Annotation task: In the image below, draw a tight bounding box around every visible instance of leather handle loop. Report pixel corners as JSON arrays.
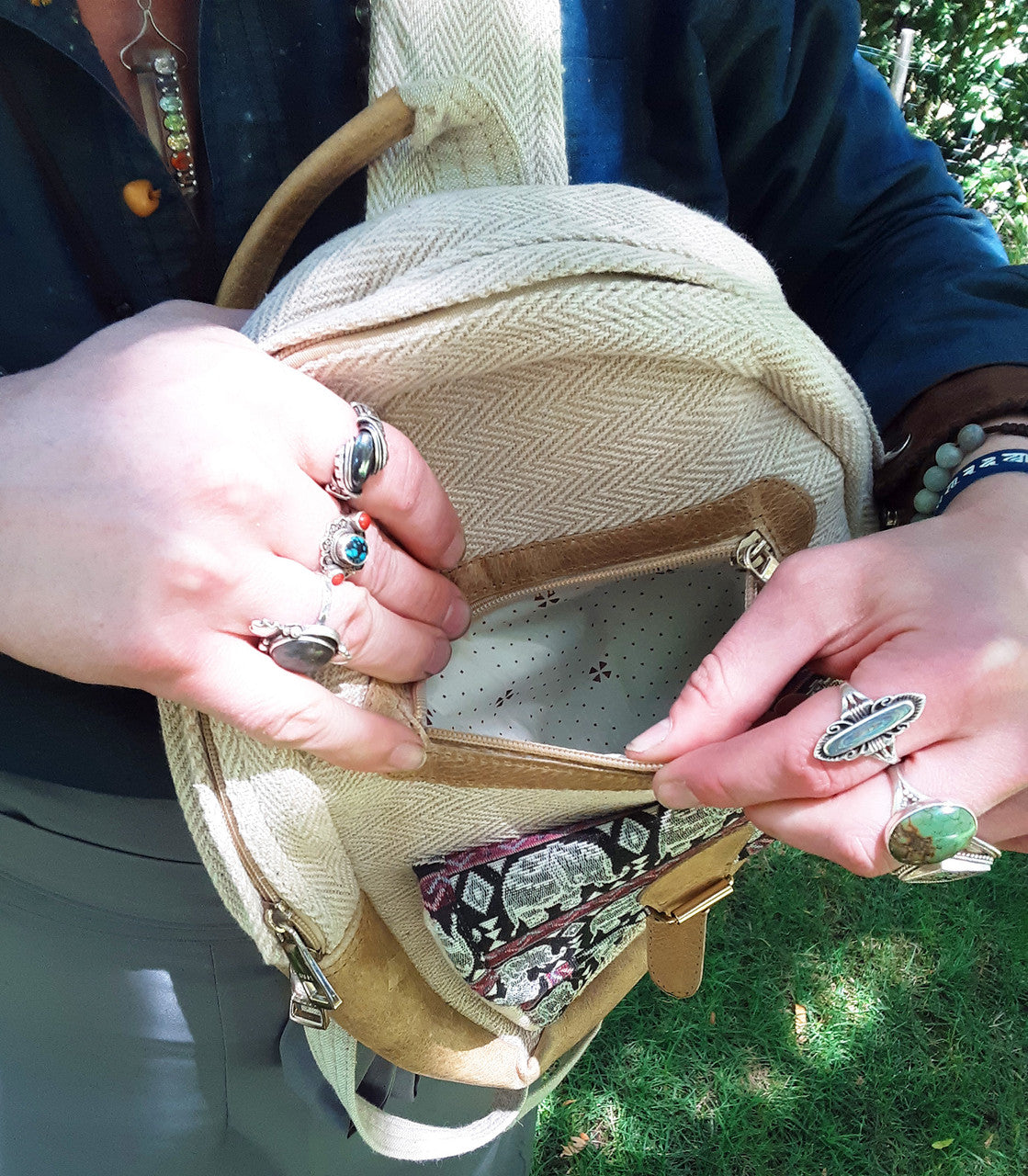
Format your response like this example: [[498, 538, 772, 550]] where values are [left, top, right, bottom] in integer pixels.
[[217, 89, 414, 311]]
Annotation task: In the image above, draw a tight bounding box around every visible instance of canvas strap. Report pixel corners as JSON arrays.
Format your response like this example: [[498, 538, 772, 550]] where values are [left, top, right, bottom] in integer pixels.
[[299, 1023, 599, 1160], [367, 0, 568, 217]]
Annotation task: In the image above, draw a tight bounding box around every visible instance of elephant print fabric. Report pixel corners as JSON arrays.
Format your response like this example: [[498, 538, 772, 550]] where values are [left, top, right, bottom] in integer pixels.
[[414, 805, 744, 1026]]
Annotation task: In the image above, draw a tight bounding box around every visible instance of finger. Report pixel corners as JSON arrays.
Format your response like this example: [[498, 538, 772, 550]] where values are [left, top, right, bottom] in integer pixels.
[[978, 782, 1028, 854], [360, 424, 465, 568], [627, 543, 857, 761], [240, 560, 450, 682], [178, 635, 424, 772], [653, 677, 949, 808], [746, 738, 1028, 876], [259, 484, 470, 638], [746, 772, 897, 877]]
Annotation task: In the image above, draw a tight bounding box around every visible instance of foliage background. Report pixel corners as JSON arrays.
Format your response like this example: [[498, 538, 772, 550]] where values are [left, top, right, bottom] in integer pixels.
[[533, 14, 1028, 1176], [861, 0, 1028, 262]]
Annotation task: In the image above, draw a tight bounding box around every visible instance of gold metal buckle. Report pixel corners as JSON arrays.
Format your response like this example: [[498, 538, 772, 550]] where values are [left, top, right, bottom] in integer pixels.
[[646, 877, 733, 923]]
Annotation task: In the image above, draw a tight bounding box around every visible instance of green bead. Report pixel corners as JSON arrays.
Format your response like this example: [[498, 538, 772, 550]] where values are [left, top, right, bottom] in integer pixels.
[[888, 801, 977, 865], [935, 441, 964, 469], [956, 424, 986, 453], [924, 466, 953, 494], [914, 491, 939, 514]]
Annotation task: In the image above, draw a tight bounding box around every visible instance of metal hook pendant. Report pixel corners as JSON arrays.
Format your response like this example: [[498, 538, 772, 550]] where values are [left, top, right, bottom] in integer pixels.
[[118, 0, 189, 73]]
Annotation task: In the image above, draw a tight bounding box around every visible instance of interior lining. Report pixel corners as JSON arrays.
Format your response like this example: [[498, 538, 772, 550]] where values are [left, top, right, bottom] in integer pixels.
[[424, 563, 746, 753]]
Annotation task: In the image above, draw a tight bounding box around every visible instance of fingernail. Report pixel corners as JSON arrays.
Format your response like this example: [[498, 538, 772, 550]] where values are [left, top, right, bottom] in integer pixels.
[[390, 743, 427, 772], [442, 597, 471, 638], [424, 639, 450, 673], [442, 533, 465, 568], [625, 718, 672, 752]]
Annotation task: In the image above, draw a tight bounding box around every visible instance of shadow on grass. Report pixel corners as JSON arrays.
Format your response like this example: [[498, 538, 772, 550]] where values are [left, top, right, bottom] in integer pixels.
[[533, 847, 1028, 1176]]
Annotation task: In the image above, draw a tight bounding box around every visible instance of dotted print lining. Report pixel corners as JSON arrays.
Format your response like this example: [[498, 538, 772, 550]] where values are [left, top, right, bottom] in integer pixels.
[[425, 567, 744, 753]]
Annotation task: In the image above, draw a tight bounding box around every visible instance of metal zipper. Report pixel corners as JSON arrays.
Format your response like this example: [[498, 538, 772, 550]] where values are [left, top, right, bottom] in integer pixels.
[[198, 714, 343, 1029], [414, 530, 781, 774]]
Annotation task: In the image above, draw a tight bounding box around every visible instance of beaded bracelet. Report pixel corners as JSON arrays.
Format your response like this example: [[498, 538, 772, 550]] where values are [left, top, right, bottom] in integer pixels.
[[934, 449, 1028, 515], [910, 421, 1028, 522]]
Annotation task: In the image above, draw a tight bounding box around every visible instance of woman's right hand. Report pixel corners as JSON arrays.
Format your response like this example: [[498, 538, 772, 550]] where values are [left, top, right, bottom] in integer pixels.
[[0, 302, 469, 770]]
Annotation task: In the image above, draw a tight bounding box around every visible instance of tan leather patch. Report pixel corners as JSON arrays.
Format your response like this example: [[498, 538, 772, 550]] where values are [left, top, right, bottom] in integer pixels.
[[323, 895, 537, 1091], [533, 935, 647, 1072], [394, 729, 656, 791], [638, 822, 755, 997], [450, 478, 815, 608]]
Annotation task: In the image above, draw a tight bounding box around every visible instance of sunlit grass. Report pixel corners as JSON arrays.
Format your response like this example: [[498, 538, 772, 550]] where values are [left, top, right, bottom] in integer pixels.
[[534, 847, 1028, 1176]]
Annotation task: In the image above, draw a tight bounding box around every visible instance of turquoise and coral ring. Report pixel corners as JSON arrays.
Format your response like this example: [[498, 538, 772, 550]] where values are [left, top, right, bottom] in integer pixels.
[[814, 682, 926, 763], [885, 767, 983, 881], [322, 511, 372, 585]]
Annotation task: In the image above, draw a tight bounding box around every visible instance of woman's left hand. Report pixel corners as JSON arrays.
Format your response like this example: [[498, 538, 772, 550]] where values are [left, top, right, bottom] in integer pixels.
[[628, 474, 1028, 876]]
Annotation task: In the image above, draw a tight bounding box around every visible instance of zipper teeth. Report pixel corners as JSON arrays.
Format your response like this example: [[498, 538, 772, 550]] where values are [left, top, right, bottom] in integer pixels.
[[197, 713, 324, 954], [428, 727, 660, 775]]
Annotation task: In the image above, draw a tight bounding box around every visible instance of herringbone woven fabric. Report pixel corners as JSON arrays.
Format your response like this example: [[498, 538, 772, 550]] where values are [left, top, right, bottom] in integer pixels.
[[367, 0, 568, 215], [164, 186, 876, 1047]]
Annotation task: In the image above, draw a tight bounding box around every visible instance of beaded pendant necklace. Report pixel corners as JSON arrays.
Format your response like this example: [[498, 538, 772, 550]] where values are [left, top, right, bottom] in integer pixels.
[[118, 0, 197, 200]]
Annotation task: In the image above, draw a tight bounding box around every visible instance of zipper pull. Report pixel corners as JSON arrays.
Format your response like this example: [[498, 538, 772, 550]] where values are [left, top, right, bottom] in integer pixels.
[[265, 902, 343, 1029], [731, 530, 781, 584]]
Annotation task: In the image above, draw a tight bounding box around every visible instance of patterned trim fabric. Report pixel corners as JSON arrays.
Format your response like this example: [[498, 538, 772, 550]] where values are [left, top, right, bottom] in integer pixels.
[[414, 805, 746, 1025]]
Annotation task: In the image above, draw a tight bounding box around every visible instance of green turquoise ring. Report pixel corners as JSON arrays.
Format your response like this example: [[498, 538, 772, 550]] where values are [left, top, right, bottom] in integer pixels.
[[886, 801, 978, 865], [885, 767, 999, 882]]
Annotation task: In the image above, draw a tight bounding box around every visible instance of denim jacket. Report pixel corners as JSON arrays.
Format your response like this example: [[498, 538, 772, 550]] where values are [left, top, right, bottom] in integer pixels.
[[0, 0, 1028, 794]]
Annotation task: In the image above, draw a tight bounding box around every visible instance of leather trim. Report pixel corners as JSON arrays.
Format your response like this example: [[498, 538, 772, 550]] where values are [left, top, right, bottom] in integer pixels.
[[322, 894, 534, 1091], [393, 731, 656, 793], [638, 820, 756, 997], [450, 478, 815, 608], [533, 935, 647, 1072], [380, 478, 817, 791]]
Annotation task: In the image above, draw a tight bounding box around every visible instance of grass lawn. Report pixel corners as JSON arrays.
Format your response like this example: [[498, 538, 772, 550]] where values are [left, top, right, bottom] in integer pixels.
[[533, 845, 1028, 1176]]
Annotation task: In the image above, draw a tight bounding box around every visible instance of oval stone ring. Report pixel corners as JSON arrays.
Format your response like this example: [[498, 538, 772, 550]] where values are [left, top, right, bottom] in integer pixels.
[[324, 402, 390, 503], [885, 767, 1000, 882], [249, 576, 343, 676], [814, 682, 926, 763]]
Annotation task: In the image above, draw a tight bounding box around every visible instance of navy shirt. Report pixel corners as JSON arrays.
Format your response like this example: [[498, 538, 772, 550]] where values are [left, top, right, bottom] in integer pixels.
[[0, 0, 1028, 795]]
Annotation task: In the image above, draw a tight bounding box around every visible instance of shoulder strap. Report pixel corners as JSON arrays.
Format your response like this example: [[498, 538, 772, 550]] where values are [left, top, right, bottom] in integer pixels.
[[299, 1022, 600, 1160]]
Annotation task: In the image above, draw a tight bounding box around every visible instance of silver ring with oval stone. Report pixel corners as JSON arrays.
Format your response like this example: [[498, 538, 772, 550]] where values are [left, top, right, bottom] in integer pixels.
[[814, 682, 926, 763], [885, 765, 1000, 882], [249, 576, 341, 676], [324, 401, 390, 503]]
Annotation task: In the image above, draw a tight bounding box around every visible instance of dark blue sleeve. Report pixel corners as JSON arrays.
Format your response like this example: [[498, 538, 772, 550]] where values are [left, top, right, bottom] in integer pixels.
[[694, 0, 1028, 424]]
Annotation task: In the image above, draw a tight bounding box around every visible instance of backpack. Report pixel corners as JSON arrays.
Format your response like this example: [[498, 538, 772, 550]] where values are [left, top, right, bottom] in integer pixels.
[[161, 78, 878, 1159]]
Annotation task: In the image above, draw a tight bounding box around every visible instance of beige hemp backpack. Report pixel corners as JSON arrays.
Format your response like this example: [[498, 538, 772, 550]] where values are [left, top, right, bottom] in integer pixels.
[[164, 0, 877, 1159]]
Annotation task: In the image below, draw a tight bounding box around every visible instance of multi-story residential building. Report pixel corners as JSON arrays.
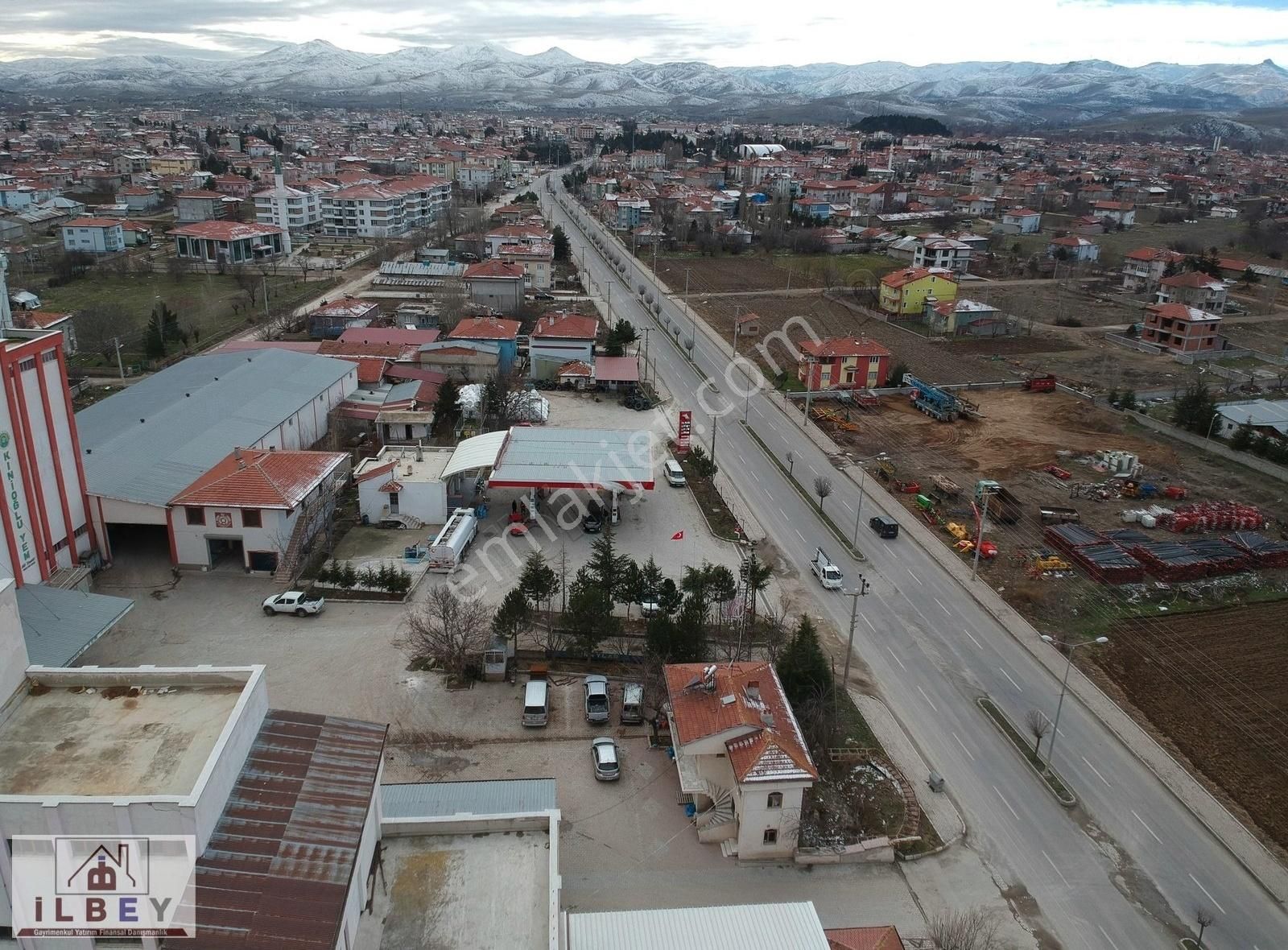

⁂

# GOAL OF THE EXERCISE
Copy the records from the line containing "print fabric. Report pixel corners as JSON arrays." through the line containing "[[533, 14, 1028, 1176], [861, 0, 1028, 262]]", requests included, and multiply each bounding-box coordinate in the answers by 1.9, rounding to whole numbers with halves going up. Leave the requests and their format samples unchanged, and output only those lines.

# EXERCISE ANSWER
Annotation task: In the image above, draw a tight bounding box around every visible instance of elephant print fabric. Report pixel corners as JSON arrays.
Format your response like this example: [[498, 538, 772, 550]] where values are [left, top, right, bottom] in integer pixels.
[[787, 1530, 1414, 1949]]
Annotation task: In the image above, draw a tight bounding box around every visible instance of finger. Report pixel corners as JSON arrays.
Format your response like this example: [[498, 538, 772, 550]] where values are [left, top, right, bottom] in integer pixels.
[[1858, 1486, 1953, 1623], [684, 806, 884, 1079], [1191, 1032, 1628, 1446], [456, 1064, 855, 1296], [338, 1207, 806, 1467], [1241, 1286, 1803, 1535], [1417, 1402, 1953, 1664], [492, 920, 893, 1212], [1417, 1467, 1704, 1666]]
Annotation task: In the image above, draw a tight bounding box around every visible instance of foliage background. Report pixel corners as JSON arrays.
Format your response like this example: [[498, 538, 772, 550]] where values are [left, top, right, bottom] in integer pixels.
[[1013, 27, 1953, 2234], [1636, 0, 1953, 498]]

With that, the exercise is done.